■ Records shown

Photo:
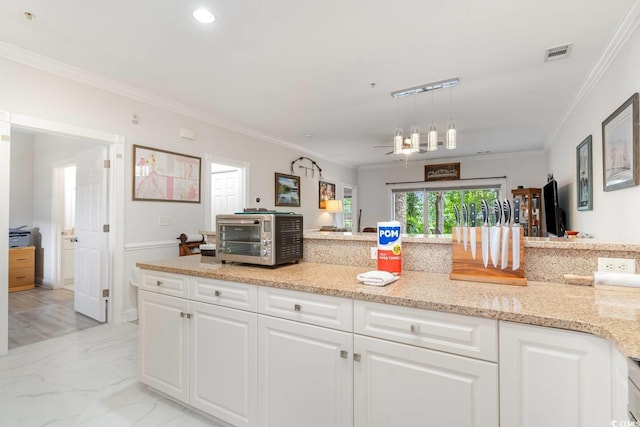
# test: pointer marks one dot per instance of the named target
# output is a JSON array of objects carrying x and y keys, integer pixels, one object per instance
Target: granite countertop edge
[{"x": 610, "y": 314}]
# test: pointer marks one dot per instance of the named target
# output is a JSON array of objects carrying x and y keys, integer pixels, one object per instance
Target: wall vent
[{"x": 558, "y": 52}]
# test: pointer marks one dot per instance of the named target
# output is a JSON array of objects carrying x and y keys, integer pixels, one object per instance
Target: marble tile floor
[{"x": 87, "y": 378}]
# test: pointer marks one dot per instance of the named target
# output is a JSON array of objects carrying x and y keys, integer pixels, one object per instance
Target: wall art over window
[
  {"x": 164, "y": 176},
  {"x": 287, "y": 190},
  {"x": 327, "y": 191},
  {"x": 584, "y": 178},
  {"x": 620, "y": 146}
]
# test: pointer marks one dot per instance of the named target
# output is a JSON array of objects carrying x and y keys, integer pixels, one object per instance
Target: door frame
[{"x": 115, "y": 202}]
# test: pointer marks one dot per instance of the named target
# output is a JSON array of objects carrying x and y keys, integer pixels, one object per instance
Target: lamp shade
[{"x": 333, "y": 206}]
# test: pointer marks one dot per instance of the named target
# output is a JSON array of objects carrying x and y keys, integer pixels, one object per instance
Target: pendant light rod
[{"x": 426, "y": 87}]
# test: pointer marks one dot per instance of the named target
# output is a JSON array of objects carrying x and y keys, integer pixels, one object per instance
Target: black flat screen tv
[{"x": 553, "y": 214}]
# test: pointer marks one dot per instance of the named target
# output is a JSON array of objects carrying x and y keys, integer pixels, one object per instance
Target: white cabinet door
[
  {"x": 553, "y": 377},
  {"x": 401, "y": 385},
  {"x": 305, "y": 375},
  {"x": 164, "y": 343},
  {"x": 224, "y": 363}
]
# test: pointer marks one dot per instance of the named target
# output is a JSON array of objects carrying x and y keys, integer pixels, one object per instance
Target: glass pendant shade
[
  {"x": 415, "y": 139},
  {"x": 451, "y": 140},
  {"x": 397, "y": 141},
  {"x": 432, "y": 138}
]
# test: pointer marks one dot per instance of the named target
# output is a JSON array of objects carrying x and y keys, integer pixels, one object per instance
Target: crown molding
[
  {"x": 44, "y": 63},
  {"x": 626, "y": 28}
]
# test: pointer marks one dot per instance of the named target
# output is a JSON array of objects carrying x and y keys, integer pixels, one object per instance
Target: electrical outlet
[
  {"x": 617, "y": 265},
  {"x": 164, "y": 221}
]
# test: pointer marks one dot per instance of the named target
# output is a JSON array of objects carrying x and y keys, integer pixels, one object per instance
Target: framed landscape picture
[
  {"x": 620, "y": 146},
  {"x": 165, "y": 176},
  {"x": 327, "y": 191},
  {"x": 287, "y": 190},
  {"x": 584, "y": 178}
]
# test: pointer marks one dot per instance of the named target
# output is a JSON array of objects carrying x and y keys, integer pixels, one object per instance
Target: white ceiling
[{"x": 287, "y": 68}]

■ Instruction
Repeat each entry above word for word, leaving every picture out.

■ Correct output
Photo:
# test: pointer marks one dot per instance of the named target
# output is a JSON array of objects carrying x and y keys, integer pixels, one object per instance
Target: granite countertop edge
[{"x": 610, "y": 314}]
# test: pointer marks one dot per instance of the named target
# output is a JSON array of objects carrying x and y keys, integer pixels, one object per instance
Target: wall vent
[{"x": 558, "y": 52}]
# test: pointer marks one dot per instance of the named target
# output is a JSON array of objects carrying x and y keys, integer pixels, one object per instance
Target: marble tile floor
[{"x": 87, "y": 378}]
# test: pointer marks one dot per instance of the named target
# output is a JSON array of objects carrying x and y keys, integer pixels, one object per instance
Target: wall art over window
[
  {"x": 164, "y": 176},
  {"x": 287, "y": 190},
  {"x": 327, "y": 191},
  {"x": 584, "y": 178},
  {"x": 620, "y": 146}
]
# test: pointer marks one dot per instance of the named target
# output is a JSON array of objects carrying x and y keys, integer pixels, one object per instance
Target: door frame
[{"x": 115, "y": 202}]
# test: pointer marks one dot per instance of the named target
# output is a JSON array of objects carrying x and y keys, integer pixels, one object per instance
Target: lamp shade
[{"x": 333, "y": 206}]
# test: pointer marks one dot per instance of the named target
# output is a JSON array of objects carrying x and y keys, integer pixels, one object per instance
Target: pendant light rod
[{"x": 426, "y": 87}]
# test: pointer marks one dot per instance of the named target
# output is a JSON array of objects carrying x and y keys, integer pixels, one object per instance
Target: black flat screen tv
[{"x": 553, "y": 214}]
# test: pointer marks one dot per instance of the named target
# output is a JSON array of objects carrying x and y keys, integer pixels, one object per instance
Target: white cabinet door
[
  {"x": 553, "y": 377},
  {"x": 401, "y": 385},
  {"x": 305, "y": 375},
  {"x": 164, "y": 343},
  {"x": 224, "y": 363}
]
# test: pointer marks one dot per instance of the named target
# output is a JSON array of objects carrying x and y keys, integer pixels, one object per instance
Target: glass pendant shade
[
  {"x": 415, "y": 139},
  {"x": 451, "y": 140},
  {"x": 397, "y": 141},
  {"x": 432, "y": 138}
]
# test: pointer marks one dot per instance of the named target
# output is a JSON array of objects carrying x and y keys, integer pixels, one object per instance
Target: crown molding
[
  {"x": 44, "y": 63},
  {"x": 626, "y": 28}
]
# test: pointer marks one dot per instance of the named target
# output is a JSON array of objects carrying x and y keys, integer pixels, one object per instance
Target: electrical outlet
[
  {"x": 617, "y": 265},
  {"x": 164, "y": 221}
]
# test: pointer marks one dot per instance of the named target
# output is a JSON array of objects carrying x and y keys, integer pixels, one object per instance
Target: framed landscape picture
[
  {"x": 620, "y": 146},
  {"x": 165, "y": 176},
  {"x": 327, "y": 191},
  {"x": 287, "y": 190},
  {"x": 584, "y": 178}
]
# test: pointer marks one dot per instance of the named target
# output is a JSON array of objects carrying x and y keys, integer pixels, one object per instance
Target: white ceiling
[{"x": 287, "y": 68}]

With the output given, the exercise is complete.